+++ Material for the task

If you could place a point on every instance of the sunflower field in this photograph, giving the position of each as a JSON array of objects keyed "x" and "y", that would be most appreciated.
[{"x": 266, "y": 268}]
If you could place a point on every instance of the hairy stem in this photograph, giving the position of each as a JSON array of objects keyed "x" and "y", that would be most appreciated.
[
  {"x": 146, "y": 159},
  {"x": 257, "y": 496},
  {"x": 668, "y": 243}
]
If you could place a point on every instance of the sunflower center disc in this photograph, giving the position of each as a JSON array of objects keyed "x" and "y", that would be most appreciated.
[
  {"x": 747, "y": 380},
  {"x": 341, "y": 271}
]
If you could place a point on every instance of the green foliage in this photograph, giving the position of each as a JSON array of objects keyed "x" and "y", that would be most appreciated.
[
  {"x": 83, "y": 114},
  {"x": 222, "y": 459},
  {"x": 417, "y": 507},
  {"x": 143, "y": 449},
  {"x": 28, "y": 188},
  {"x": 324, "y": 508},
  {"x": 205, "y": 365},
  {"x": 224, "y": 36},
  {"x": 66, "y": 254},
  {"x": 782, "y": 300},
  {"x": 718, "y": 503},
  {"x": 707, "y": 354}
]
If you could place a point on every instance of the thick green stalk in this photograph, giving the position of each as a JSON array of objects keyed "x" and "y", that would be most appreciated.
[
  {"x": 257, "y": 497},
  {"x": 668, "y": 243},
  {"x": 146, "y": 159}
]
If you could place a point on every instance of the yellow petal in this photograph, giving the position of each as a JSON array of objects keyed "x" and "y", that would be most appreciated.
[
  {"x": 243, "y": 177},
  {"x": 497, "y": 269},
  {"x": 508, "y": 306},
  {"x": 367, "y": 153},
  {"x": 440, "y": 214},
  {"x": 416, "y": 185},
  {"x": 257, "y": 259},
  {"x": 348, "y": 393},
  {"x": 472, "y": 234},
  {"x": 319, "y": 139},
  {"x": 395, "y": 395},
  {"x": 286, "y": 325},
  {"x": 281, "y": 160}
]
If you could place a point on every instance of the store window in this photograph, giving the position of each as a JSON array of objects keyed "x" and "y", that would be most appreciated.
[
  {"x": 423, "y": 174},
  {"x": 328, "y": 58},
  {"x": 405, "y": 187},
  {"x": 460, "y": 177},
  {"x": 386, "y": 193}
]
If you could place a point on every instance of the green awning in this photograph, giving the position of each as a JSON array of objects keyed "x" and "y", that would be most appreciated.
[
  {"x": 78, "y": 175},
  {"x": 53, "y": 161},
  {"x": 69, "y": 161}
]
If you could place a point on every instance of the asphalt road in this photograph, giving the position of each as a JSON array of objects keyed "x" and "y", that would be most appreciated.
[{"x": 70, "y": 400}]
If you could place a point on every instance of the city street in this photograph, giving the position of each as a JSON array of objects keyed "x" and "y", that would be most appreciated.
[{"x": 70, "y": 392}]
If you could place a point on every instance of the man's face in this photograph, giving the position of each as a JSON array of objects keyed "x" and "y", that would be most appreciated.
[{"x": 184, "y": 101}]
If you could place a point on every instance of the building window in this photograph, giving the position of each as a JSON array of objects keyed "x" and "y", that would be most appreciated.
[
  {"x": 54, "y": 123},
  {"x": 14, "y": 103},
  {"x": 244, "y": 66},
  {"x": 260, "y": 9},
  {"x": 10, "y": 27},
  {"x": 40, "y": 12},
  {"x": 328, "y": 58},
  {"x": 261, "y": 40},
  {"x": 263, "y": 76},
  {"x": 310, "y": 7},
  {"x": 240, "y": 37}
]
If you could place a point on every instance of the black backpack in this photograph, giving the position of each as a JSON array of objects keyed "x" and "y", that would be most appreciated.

++++++

• [Work to complete]:
Replace each "most appreciated" in all of the records above with "greatly appreciated", and write the records out again with nothing else changed.

• [Worked solution]:
If you could place a point on every instance of the sunflower field in this photograph, giving the position of each as a JSON array of objects keyed "x" and "y", that would be greatly appreciated.
[{"x": 266, "y": 268}]
If you could place a point on every instance of the hairy stem in this photograph, giving the position of each as a JSON array of objects keyed "x" and "y", that would be greatly appreciated.
[
  {"x": 146, "y": 159},
  {"x": 257, "y": 496},
  {"x": 668, "y": 243}
]
If you could place a point on every instance of the sunflower center disc in this photograph, giving the position of each as a JSON array of objects keyed "x" and "y", that would be greatly appreciated.
[
  {"x": 747, "y": 380},
  {"x": 341, "y": 271}
]
If you could place a point on every instance of the green foliage in this photograph, giving the position of each as a JSON array of objects keyed "x" and "y", that would be greatly appreciated.
[
  {"x": 83, "y": 114},
  {"x": 222, "y": 459},
  {"x": 417, "y": 507},
  {"x": 143, "y": 449},
  {"x": 28, "y": 188},
  {"x": 324, "y": 508},
  {"x": 205, "y": 365},
  {"x": 224, "y": 36},
  {"x": 66, "y": 254},
  {"x": 782, "y": 300},
  {"x": 718, "y": 503},
  {"x": 707, "y": 354}
]
If you could place a point on every instance of the thick green stalk in this photograph, giving the position of each as a JSON array of objects keyed "x" and "y", that would be greatly appreciated.
[
  {"x": 257, "y": 497},
  {"x": 668, "y": 243},
  {"x": 146, "y": 159}
]
If you could place a point on every instance of the yellow petal in this photograph, giving the position of each as a JSON array of objects keyed "x" and "y", that would be greatly appreciated.
[
  {"x": 243, "y": 177},
  {"x": 497, "y": 269},
  {"x": 508, "y": 306},
  {"x": 367, "y": 153},
  {"x": 440, "y": 214},
  {"x": 416, "y": 185},
  {"x": 257, "y": 259},
  {"x": 348, "y": 393},
  {"x": 472, "y": 234},
  {"x": 319, "y": 139},
  {"x": 395, "y": 395},
  {"x": 286, "y": 325},
  {"x": 281, "y": 160}
]
If you could place a point on every instance of the store window in this photograph, giving the position of each as a JSON array of objects keyed "x" and "y", that would be greatly appreciated.
[
  {"x": 423, "y": 174},
  {"x": 328, "y": 58},
  {"x": 405, "y": 187},
  {"x": 460, "y": 177},
  {"x": 386, "y": 193}
]
If you could place a point on every instance of the green awning in this photograph, giving the position of each as a JSON array of objects keyed "x" and "y", that would be greatly appreciated.
[
  {"x": 78, "y": 175},
  {"x": 53, "y": 161},
  {"x": 69, "y": 161}
]
If you could place a point on every instance of the asphalt road in this photograph, giving the position of each as a JSON array of objects keyed "x" and "y", that would be greatly appreciated.
[{"x": 70, "y": 400}]
If you could place a point on every instance of the city street in this photograph, giving the position of each as a JSON array of objects keyed "x" and "y", that would be greatly appreciated.
[{"x": 70, "y": 392}]
If you could place a point on every instance of the man's face in this photograph, giving the position of each as a JSON array of objects keyed "x" and "y", that would be greatly appreciated.
[{"x": 184, "y": 101}]
If you could place a point on every instance of the building window in this photograph, giving the position of each as a JSON array of objects keyed "x" and "y", that would be greatly appreciated.
[
  {"x": 54, "y": 123},
  {"x": 14, "y": 103},
  {"x": 244, "y": 66},
  {"x": 260, "y": 9},
  {"x": 10, "y": 27},
  {"x": 40, "y": 12},
  {"x": 328, "y": 58},
  {"x": 261, "y": 40},
  {"x": 263, "y": 76},
  {"x": 310, "y": 7},
  {"x": 240, "y": 37}
]
If you could place a point on every instance of the black backpack in this photograph, giving the position of each as a JSON array of objects keyed "x" and "y", that would be greatly appreciated.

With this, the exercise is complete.